• _YOUR OBJECTIVE_
Repeat the listing below in full, exactly as it stands.

• _DATA PROVIDED_
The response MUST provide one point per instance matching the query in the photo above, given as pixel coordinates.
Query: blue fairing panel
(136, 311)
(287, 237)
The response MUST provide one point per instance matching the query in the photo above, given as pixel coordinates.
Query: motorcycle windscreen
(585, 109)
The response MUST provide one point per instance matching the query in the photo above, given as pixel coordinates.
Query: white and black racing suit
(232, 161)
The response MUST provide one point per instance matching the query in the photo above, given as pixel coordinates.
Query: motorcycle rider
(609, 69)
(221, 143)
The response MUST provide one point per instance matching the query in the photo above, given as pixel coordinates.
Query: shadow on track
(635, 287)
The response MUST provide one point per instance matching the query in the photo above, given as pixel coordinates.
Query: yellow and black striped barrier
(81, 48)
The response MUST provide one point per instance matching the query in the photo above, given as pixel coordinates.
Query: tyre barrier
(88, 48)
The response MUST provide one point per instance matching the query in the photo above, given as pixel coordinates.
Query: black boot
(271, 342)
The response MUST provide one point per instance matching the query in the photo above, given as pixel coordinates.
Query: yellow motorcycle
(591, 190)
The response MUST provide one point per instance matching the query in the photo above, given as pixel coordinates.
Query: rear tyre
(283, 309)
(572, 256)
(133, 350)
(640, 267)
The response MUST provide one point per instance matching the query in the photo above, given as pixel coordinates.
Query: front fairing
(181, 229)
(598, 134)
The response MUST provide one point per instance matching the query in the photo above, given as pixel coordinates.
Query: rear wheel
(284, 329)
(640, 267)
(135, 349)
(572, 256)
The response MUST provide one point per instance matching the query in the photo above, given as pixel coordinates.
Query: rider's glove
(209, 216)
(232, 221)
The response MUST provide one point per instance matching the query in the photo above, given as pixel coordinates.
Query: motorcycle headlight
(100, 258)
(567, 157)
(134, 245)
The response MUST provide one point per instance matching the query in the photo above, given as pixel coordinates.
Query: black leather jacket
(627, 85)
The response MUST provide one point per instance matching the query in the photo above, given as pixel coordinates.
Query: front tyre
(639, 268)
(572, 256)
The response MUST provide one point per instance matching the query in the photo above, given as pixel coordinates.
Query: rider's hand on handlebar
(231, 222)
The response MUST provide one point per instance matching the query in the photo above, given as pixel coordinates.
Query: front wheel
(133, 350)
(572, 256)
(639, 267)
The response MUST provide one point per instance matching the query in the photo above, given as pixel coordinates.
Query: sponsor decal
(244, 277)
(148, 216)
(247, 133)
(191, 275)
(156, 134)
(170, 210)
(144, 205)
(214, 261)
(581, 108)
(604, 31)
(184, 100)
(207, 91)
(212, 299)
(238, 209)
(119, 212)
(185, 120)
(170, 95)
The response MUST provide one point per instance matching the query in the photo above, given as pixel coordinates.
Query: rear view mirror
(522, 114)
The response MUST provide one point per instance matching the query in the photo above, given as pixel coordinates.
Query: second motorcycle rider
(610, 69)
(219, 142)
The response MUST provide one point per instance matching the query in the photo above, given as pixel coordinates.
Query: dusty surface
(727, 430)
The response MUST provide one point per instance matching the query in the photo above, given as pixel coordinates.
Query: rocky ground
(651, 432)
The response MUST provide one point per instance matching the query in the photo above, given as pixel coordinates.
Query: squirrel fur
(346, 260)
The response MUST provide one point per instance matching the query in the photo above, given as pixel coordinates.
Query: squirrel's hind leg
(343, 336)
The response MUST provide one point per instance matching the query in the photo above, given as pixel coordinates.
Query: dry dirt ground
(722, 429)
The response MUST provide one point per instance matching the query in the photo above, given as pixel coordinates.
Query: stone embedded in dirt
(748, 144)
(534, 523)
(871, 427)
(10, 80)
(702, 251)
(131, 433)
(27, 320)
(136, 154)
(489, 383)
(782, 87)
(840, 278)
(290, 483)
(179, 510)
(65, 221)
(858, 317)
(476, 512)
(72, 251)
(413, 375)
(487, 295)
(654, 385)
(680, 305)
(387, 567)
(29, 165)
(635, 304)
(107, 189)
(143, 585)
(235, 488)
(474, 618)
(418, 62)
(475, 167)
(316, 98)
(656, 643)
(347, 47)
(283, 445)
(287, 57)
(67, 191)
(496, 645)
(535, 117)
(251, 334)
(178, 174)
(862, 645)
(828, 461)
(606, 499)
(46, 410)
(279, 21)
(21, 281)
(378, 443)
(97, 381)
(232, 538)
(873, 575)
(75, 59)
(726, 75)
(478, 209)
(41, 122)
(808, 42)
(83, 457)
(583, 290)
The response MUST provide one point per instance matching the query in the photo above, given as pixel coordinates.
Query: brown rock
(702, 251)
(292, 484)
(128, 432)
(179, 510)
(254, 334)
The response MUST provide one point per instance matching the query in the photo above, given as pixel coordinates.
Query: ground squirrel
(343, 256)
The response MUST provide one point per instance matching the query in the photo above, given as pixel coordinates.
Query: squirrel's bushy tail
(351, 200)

• _ANSWER TO THE EXERCISE_
The response MUST provide one point per instance matching the query in the photo above, given as pixel coordinates.
Query: blue fairing panel
(136, 311)
(287, 237)
The response MUST provide one point per instance matching the query in the photo above, given as pixel coordinates.
Query: motorcycle windscreen
(585, 109)
The response MUST provide one point per instance matching the query in the photo above, given as pixel coordinates.
Query: white and black racing suit
(232, 161)
The response MUST provide one point per instance matching the query in the photo above, given as pixel coordinates.
Query: motorcycle rider
(609, 69)
(221, 143)
The response MUST provide one point per instance matching the query in the photo above, given as pixel coordinates.
Query: shadow on track
(635, 287)
The response MUST provide one point per instance matching the query in the photo above, given as pixel coordinates.
Query: yellow and black striped barrier
(81, 48)
The response MUST provide one point per instance matching the query in the photo above, given as pixel coordinates.
Query: tyre barrier
(88, 48)
The response MUST provide one point per instance matching the query in the photo above, given as pixel coordinates.
Query: black boot
(271, 342)
The response MUST provide one point per instance matching the query in the photo above, given as pixel coordinates.
Query: yellow motorcycle
(591, 190)
The response MUST provide one point per instance matching the query in the photo above, given as pixel coordinates.
Query: rear tyre
(283, 309)
(572, 256)
(133, 350)
(640, 267)
The response MUST provide one point per instance matching the query in the photo above, given as pixel coordinates.
Query: front fairing
(181, 229)
(598, 134)
The response MUST provide one point per instance matching the query in the photo above, given as pixel coordinates.
Query: rear wheel
(284, 329)
(640, 267)
(135, 349)
(572, 256)
The response MUST provide one point per instance matching the query in the photo above, given as pixel coordinates.
Query: rider's glove
(209, 216)
(232, 221)
The response MUST provide one point per instance matching the query in the photo above, given as pixel coordinates.
Query: motorcycle headlight
(100, 258)
(567, 157)
(134, 245)
The response MUST provide one point per instance matching the query in the photo above, given as pixel coordinates.
Query: black leather jacket
(627, 85)
The response MUST provide one point per instance matching the query in the photo above, given as pixel coordinates.
Query: front tyre
(639, 268)
(572, 256)
The response MUST provide one point per instance matching the query in the photo above, given as pixel coordinates.
Query: rider's hand on handlebar
(231, 222)
The response MUST provide one point per instance matching the query in the photo above, given as pixel coordinates.
Query: front wheel
(133, 350)
(572, 256)
(639, 267)
The response MUST provide one point per instance matching the query in the photo above, given as pixel coordinates.
Query: sponsor decal
(244, 277)
(148, 216)
(247, 133)
(191, 275)
(156, 134)
(170, 210)
(144, 205)
(214, 261)
(581, 108)
(604, 31)
(184, 100)
(207, 91)
(212, 299)
(238, 209)
(119, 212)
(185, 120)
(170, 95)
The response MUST provide one point per instance matching the query in the photo above, given as pixel coordinates.
Query: rear view mirror
(522, 114)
The response MUST provide one point per instance matching the query in the photo above, given as pixel coordinates.
Query: second motorcycle rider
(610, 69)
(219, 142)
The response MUST provide one point per instance matching the query in the photo above, given as pixel coordinates.
Query: dusty surface
(727, 430)
The response MUST provide one point per instance matching the query in the photo above, given as pixel coordinates.
Query: rocky ground
(651, 432)
The response MUST provide one point per instance matching the query in the photo above, given as pixel coordinates.
Query: squirrel fur
(346, 260)
The response MUST provide one point per instance matching the query in the photo above, given as pixel coordinates.
Query: squirrel's hind leg
(343, 336)
The response MUST provide one point per instance matching the query in the photo above, given as pixel coordinates.
Query: dry dirt ground
(722, 429)
The response MUST provide one point per instance matching the query in the photo above, given as pixel coordinates.
Query: stone embedded in dirt
(748, 144)
(534, 523)
(871, 427)
(10, 80)
(702, 251)
(131, 433)
(27, 320)
(136, 154)
(489, 383)
(782, 87)
(840, 278)
(290, 483)
(179, 510)
(65, 221)
(858, 317)
(476, 512)
(72, 251)
(413, 375)
(487, 295)
(654, 385)
(680, 305)
(387, 567)
(29, 165)
(635, 304)
(107, 189)
(143, 585)
(235, 488)
(474, 618)
(418, 62)
(475, 167)
(316, 98)
(656, 643)
(347, 47)
(283, 445)
(287, 57)
(67, 191)
(496, 645)
(535, 117)
(251, 334)
(178, 174)
(862, 645)
(828, 461)
(606, 499)
(46, 410)
(279, 21)
(21, 281)
(378, 443)
(97, 381)
(232, 538)
(873, 575)
(75, 59)
(726, 75)
(478, 209)
(41, 122)
(808, 42)
(83, 457)
(583, 290)
The response MUST provide one point per instance matching the query in the photo above, given as pixel coordinates.
Query: brown rock
(702, 251)
(292, 484)
(128, 432)
(179, 510)
(254, 334)
The response MUST provide one point per instance matching the query in the photo above, given as pixel coordinates.
Query: ground squirrel
(343, 256)
The response MUST provide one point per instance matching the query in the photo above, given as pixel coordinates.
Query: squirrel's bushy tail
(351, 200)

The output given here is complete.